Records for the task.
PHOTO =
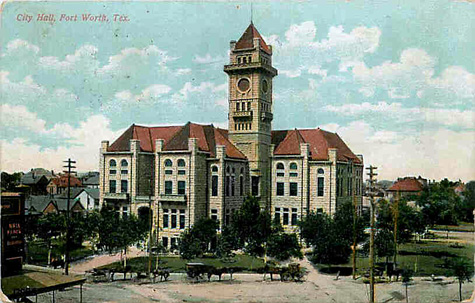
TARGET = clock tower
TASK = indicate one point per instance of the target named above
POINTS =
(250, 115)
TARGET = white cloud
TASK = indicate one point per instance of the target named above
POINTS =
(19, 116)
(183, 71)
(447, 117)
(20, 47)
(84, 139)
(291, 73)
(429, 153)
(208, 59)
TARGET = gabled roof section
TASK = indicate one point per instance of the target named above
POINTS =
(247, 39)
(146, 135)
(221, 138)
(176, 138)
(290, 144)
(406, 184)
(287, 142)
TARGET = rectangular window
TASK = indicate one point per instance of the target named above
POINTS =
(168, 187)
(255, 185)
(233, 183)
(285, 220)
(112, 186)
(165, 218)
(280, 189)
(277, 214)
(182, 219)
(214, 214)
(173, 243)
(214, 186)
(293, 191)
(320, 186)
(123, 186)
(294, 216)
(173, 218)
(227, 185)
(181, 187)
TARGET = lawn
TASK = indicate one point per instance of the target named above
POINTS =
(38, 252)
(424, 258)
(177, 264)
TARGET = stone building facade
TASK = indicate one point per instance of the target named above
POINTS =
(188, 172)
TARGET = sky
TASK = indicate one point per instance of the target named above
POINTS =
(395, 79)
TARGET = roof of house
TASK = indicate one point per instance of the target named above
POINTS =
(36, 204)
(247, 39)
(31, 179)
(93, 192)
(176, 138)
(406, 184)
(94, 180)
(287, 142)
(62, 181)
(74, 192)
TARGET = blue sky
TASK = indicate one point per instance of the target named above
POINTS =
(395, 79)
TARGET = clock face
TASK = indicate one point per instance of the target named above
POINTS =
(265, 86)
(243, 84)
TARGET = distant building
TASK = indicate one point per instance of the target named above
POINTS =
(407, 186)
(34, 182)
(59, 184)
(193, 171)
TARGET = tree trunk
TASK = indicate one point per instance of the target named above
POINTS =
(407, 298)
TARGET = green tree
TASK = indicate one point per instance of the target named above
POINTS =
(198, 239)
(282, 246)
(462, 269)
(440, 203)
(406, 277)
(320, 231)
(253, 230)
(468, 202)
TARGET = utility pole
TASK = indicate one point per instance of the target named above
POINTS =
(355, 210)
(371, 193)
(150, 214)
(68, 219)
(396, 217)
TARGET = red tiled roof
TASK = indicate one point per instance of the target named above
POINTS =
(406, 184)
(287, 142)
(62, 181)
(176, 138)
(146, 135)
(247, 39)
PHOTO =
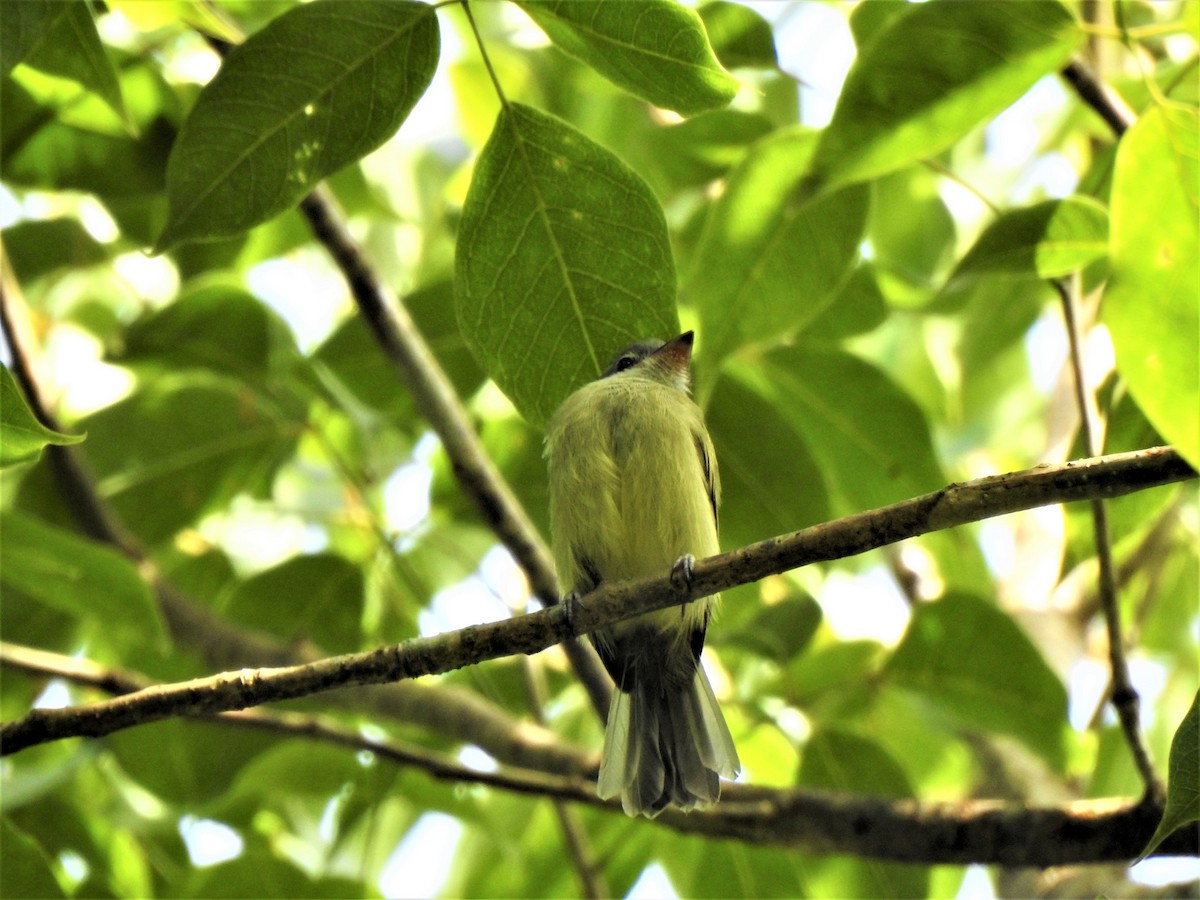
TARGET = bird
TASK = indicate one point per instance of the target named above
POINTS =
(634, 492)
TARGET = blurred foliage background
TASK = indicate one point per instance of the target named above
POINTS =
(859, 208)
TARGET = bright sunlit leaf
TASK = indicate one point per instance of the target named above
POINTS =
(654, 48)
(22, 436)
(318, 88)
(931, 73)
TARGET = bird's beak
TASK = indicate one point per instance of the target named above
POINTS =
(676, 353)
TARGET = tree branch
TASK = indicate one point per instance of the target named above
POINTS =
(1097, 95)
(1123, 697)
(448, 711)
(954, 505)
(813, 821)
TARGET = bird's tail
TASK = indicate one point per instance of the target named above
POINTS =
(666, 747)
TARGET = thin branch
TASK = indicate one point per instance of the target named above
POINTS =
(954, 505)
(905, 831)
(1123, 695)
(1097, 95)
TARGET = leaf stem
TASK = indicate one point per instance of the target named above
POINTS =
(483, 52)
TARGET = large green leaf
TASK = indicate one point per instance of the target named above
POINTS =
(216, 327)
(318, 88)
(871, 451)
(657, 49)
(1152, 304)
(173, 451)
(739, 36)
(772, 484)
(316, 597)
(931, 73)
(910, 250)
(49, 245)
(562, 261)
(22, 436)
(186, 762)
(768, 261)
(973, 661)
(60, 39)
(77, 576)
(1045, 240)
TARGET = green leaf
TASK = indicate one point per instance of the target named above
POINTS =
(975, 663)
(871, 453)
(655, 49)
(317, 598)
(76, 576)
(781, 630)
(857, 307)
(42, 246)
(60, 39)
(187, 762)
(1151, 304)
(772, 485)
(849, 763)
(700, 149)
(562, 261)
(173, 451)
(1182, 778)
(257, 142)
(1045, 240)
(216, 327)
(28, 868)
(352, 354)
(22, 436)
(768, 261)
(910, 250)
(739, 35)
(930, 75)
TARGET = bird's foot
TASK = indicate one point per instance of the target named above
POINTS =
(682, 571)
(571, 604)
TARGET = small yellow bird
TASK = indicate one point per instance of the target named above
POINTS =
(634, 492)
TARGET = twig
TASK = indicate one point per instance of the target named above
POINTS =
(436, 397)
(906, 831)
(1123, 696)
(954, 505)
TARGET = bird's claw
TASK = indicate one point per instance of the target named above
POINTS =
(571, 604)
(682, 571)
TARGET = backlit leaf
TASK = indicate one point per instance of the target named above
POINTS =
(22, 436)
(933, 72)
(562, 261)
(78, 576)
(768, 259)
(60, 39)
(1182, 778)
(1045, 240)
(1152, 303)
(972, 660)
(657, 49)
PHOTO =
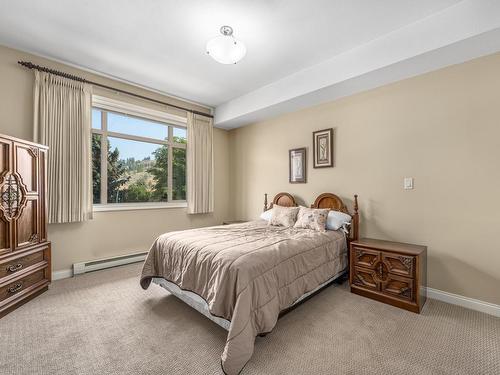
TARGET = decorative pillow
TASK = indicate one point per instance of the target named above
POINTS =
(266, 215)
(283, 216)
(312, 218)
(337, 220)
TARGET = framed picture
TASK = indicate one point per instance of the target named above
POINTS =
(297, 172)
(323, 148)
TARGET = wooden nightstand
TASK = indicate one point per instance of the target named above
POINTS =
(390, 272)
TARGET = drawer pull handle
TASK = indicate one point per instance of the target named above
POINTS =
(15, 288)
(405, 292)
(380, 271)
(14, 267)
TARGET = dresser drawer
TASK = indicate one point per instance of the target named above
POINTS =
(399, 287)
(13, 266)
(22, 284)
(366, 258)
(402, 265)
(365, 278)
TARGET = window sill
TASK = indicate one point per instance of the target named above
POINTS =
(137, 206)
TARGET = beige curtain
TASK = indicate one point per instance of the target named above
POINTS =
(62, 110)
(200, 180)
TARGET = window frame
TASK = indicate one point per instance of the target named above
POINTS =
(106, 105)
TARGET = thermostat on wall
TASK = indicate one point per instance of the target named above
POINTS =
(408, 183)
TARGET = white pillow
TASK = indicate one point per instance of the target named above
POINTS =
(337, 220)
(266, 215)
(312, 218)
(284, 216)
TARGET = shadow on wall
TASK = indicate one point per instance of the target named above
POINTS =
(457, 273)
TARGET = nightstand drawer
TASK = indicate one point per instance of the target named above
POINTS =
(403, 265)
(366, 258)
(365, 278)
(399, 287)
(390, 272)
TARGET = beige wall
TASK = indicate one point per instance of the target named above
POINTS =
(441, 128)
(110, 233)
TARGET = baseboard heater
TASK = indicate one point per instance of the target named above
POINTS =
(83, 267)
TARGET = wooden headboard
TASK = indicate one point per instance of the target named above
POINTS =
(281, 199)
(333, 202)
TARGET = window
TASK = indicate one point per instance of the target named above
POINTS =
(137, 160)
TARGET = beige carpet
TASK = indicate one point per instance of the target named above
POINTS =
(103, 323)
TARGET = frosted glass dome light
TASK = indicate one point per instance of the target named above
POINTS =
(226, 49)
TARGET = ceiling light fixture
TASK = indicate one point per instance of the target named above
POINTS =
(226, 49)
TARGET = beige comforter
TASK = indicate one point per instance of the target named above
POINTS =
(247, 273)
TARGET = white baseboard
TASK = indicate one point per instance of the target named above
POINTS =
(454, 299)
(62, 274)
(469, 303)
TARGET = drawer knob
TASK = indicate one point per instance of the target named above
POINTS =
(14, 267)
(15, 288)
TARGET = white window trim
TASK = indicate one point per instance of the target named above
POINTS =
(138, 206)
(120, 107)
(137, 110)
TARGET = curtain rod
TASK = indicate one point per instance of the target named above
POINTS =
(30, 65)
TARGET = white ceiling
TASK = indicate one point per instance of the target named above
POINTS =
(161, 43)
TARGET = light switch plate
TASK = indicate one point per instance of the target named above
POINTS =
(408, 183)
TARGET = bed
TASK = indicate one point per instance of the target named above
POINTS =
(243, 276)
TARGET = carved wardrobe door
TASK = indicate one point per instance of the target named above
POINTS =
(5, 170)
(25, 266)
(25, 172)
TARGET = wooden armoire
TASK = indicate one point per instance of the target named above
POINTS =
(24, 249)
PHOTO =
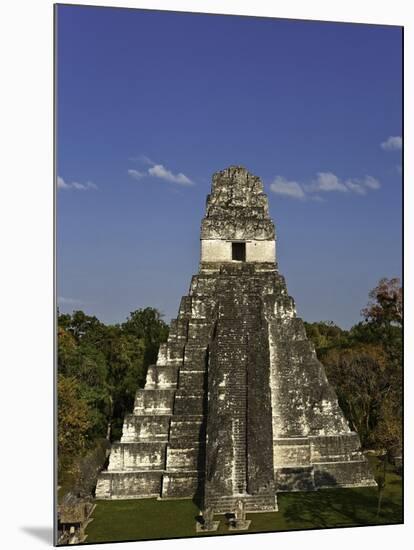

Goal. Copy out everything from the line that contains "TARGET = light switch plate" down to the end of the entries above, including both of those lines, and leave the pictures out of your answer.

Answer to this exercise.
TARGET = light switch plate
TASK = indicate one point per instance of the target named above
POINTS =
(408, 183)
TARGET = bed
TASK = indicate one point per instance of the target named above
POINTS =
(243, 276)
TARGET = carved wardrobe door
TASK = indicate one point per instance of the target named above
POINTS =
(5, 170)
(25, 266)
(25, 172)
TARGET = wooden armoire
TASK = indicate one point per instance of the target named above
POINTS =
(24, 249)
PHOTO =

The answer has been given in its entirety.